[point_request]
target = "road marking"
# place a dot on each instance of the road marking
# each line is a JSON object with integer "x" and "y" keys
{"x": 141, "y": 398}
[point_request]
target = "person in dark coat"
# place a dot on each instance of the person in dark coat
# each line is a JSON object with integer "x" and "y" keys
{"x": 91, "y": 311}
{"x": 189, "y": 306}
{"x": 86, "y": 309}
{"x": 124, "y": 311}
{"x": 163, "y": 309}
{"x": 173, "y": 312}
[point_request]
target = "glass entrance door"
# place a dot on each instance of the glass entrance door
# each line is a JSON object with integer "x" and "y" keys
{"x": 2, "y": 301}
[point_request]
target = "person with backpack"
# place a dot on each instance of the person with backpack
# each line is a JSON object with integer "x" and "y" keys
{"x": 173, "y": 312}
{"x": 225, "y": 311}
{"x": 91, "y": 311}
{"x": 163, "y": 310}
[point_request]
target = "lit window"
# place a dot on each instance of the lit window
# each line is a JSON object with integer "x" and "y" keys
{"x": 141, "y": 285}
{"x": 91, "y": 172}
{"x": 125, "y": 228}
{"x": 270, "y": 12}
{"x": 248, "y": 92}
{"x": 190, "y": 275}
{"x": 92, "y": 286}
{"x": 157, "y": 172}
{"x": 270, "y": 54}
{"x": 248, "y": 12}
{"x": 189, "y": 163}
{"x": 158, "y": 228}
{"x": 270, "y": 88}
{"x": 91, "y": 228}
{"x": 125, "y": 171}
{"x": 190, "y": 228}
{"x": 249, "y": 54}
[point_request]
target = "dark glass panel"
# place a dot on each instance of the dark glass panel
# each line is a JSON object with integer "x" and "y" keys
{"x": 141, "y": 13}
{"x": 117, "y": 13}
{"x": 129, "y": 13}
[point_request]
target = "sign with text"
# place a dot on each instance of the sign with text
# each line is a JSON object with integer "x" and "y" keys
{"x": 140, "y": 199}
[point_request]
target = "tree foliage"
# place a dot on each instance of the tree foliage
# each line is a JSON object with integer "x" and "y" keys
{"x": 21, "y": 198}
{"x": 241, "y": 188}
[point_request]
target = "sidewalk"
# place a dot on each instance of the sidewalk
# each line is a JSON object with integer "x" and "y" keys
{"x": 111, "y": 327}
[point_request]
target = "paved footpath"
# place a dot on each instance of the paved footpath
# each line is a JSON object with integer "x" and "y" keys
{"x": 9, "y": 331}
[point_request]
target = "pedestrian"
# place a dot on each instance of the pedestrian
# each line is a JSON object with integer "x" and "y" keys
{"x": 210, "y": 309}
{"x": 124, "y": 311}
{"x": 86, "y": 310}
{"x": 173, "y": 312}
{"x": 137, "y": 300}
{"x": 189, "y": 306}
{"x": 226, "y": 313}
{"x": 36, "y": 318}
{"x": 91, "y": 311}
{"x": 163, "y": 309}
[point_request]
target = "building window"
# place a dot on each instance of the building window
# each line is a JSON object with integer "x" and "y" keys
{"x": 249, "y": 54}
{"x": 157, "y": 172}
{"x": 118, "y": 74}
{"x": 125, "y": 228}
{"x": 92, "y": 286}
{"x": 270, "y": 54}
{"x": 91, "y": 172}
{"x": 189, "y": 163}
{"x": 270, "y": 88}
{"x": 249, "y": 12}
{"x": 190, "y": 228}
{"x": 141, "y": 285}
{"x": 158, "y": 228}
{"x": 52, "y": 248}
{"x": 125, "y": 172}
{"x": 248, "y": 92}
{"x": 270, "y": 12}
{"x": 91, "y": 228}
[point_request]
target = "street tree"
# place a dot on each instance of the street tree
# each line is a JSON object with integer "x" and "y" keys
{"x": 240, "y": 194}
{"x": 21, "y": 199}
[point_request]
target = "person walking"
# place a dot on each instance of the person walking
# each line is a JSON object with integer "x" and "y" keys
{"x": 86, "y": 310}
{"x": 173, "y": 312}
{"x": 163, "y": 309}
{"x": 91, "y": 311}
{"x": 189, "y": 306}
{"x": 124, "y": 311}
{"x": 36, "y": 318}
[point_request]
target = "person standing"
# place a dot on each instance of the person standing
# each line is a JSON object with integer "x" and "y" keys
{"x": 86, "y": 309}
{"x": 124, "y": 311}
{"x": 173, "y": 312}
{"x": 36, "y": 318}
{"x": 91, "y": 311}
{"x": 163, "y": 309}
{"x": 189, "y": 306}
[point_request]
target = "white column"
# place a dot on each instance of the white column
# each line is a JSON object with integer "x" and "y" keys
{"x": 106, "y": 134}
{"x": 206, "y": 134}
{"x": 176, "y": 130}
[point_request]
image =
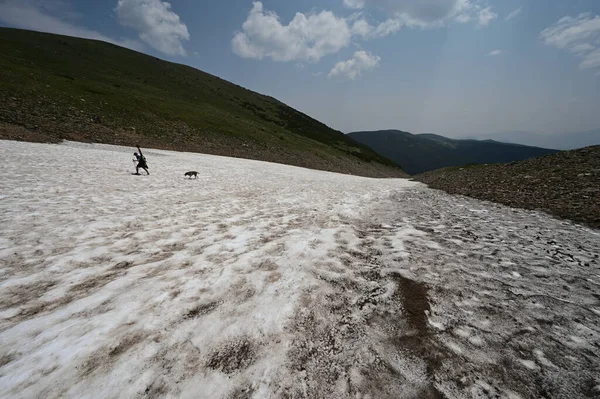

# # # #

- _YOUR ASSIGNMENT_: Would you please copy the listing exactly, omitting every picture?

- _RESULT FOR THIS TASK_:
[point_request]
target = "road marking"
# place a dot on each instance of the road marking
# each line is a JSON object with integer "x" and "y" keys
{"x": 141, "y": 398}
[point_request]
target = "person in dark coat"
# place a dot on each instance of the person in dark coat
# each line is a JSON object with integer "x" and "y" keys
{"x": 91, "y": 311}
{"x": 189, "y": 306}
{"x": 86, "y": 309}
{"x": 124, "y": 311}
{"x": 163, "y": 309}
{"x": 173, "y": 312}
[point_request]
target = "glass entrance door"
# place a dot on each instance of the glass entrance door
# each line is a JSON object with integer "x" and "y" keys
{"x": 2, "y": 301}
[point_request]
target = "person with backpack"
# place a dot on each instance of the person with backpack
# each line is a JSON object with integer "x" and "y" keys
{"x": 173, "y": 312}
{"x": 225, "y": 311}
{"x": 91, "y": 311}
{"x": 163, "y": 310}
[point_request]
target = "lit window"
# place a dot on each instance of the lit window
# each line is a JSON object with integer "x" and "y" keys
{"x": 141, "y": 285}
{"x": 91, "y": 172}
{"x": 125, "y": 228}
{"x": 270, "y": 12}
{"x": 248, "y": 92}
{"x": 190, "y": 275}
{"x": 92, "y": 286}
{"x": 157, "y": 172}
{"x": 270, "y": 54}
{"x": 248, "y": 12}
{"x": 189, "y": 163}
{"x": 158, "y": 228}
{"x": 270, "y": 88}
{"x": 91, "y": 228}
{"x": 125, "y": 171}
{"x": 190, "y": 228}
{"x": 249, "y": 54}
[point_request]
target = "dark glass panel"
# place a dot on each instance of the dark glass panel
# each line is a JSON object with integer "x" and "y" keys
{"x": 141, "y": 13}
{"x": 117, "y": 13}
{"x": 129, "y": 13}
[point_request]
target = "sign with text"
# place a dot on each instance of the sign with text
# each line is a JSON object with integer "x" and "y" keys
{"x": 140, "y": 199}
[point_request]
target = "tree foliage"
# place a dot on each instance of the tree foliage
# each line is a JSON object with integer "x" and "y" keys
{"x": 21, "y": 198}
{"x": 241, "y": 188}
[point_request]
target = "sidewalk"
# place a dot on each instance of the sidewalk
# each line is a JSON object with integer "x" and "y" keys
{"x": 111, "y": 327}
[point_request]
target = "paved footpath"
# place a dot on each instance of the paved footpath
# each line is a JSON object with integer "x" and "y" keys
{"x": 9, "y": 331}
[point_request]
target = "pedestrian"
# place a dot on each instance of the pedestrian
# each line is a JSON object with integer "x" and "y" keys
{"x": 210, "y": 309}
{"x": 124, "y": 311}
{"x": 86, "y": 310}
{"x": 173, "y": 312}
{"x": 137, "y": 300}
{"x": 189, "y": 306}
{"x": 226, "y": 313}
{"x": 36, "y": 318}
{"x": 91, "y": 311}
{"x": 163, "y": 309}
[point_request]
target = "building window"
# place a dot on each instance of the building window
# each line is a JSON object with integer "x" and "y" keys
{"x": 249, "y": 54}
{"x": 157, "y": 172}
{"x": 118, "y": 74}
{"x": 125, "y": 228}
{"x": 92, "y": 286}
{"x": 270, "y": 54}
{"x": 91, "y": 172}
{"x": 189, "y": 163}
{"x": 270, "y": 88}
{"x": 249, "y": 12}
{"x": 190, "y": 228}
{"x": 141, "y": 285}
{"x": 158, "y": 228}
{"x": 52, "y": 248}
{"x": 125, "y": 172}
{"x": 248, "y": 92}
{"x": 270, "y": 12}
{"x": 91, "y": 228}
[point_request]
target = "street tree"
# place a dot on each instance of the street tree
# each line is a JSON object with integer "x" and "y" keys
{"x": 240, "y": 194}
{"x": 21, "y": 199}
[point_request]
target = "person walking"
# place a dot on each instance of the person walking
# each line is a JSON object with integer "x" and "y" keys
{"x": 86, "y": 310}
{"x": 173, "y": 312}
{"x": 163, "y": 309}
{"x": 91, "y": 311}
{"x": 189, "y": 306}
{"x": 124, "y": 311}
{"x": 36, "y": 318}
[point_request]
target = "person standing"
# place a dot on each instance of the person standing
# each line is a JSON object with integer "x" and "y" keys
{"x": 86, "y": 309}
{"x": 124, "y": 311}
{"x": 173, "y": 312}
{"x": 36, "y": 318}
{"x": 91, "y": 311}
{"x": 163, "y": 309}
{"x": 189, "y": 306}
[point_request]
target = "white column"
# place a dot on each instance of the white column
# each line is a JSON object with integer "x" and "y" keys
{"x": 106, "y": 134}
{"x": 206, "y": 134}
{"x": 176, "y": 130}
[point_request]
image =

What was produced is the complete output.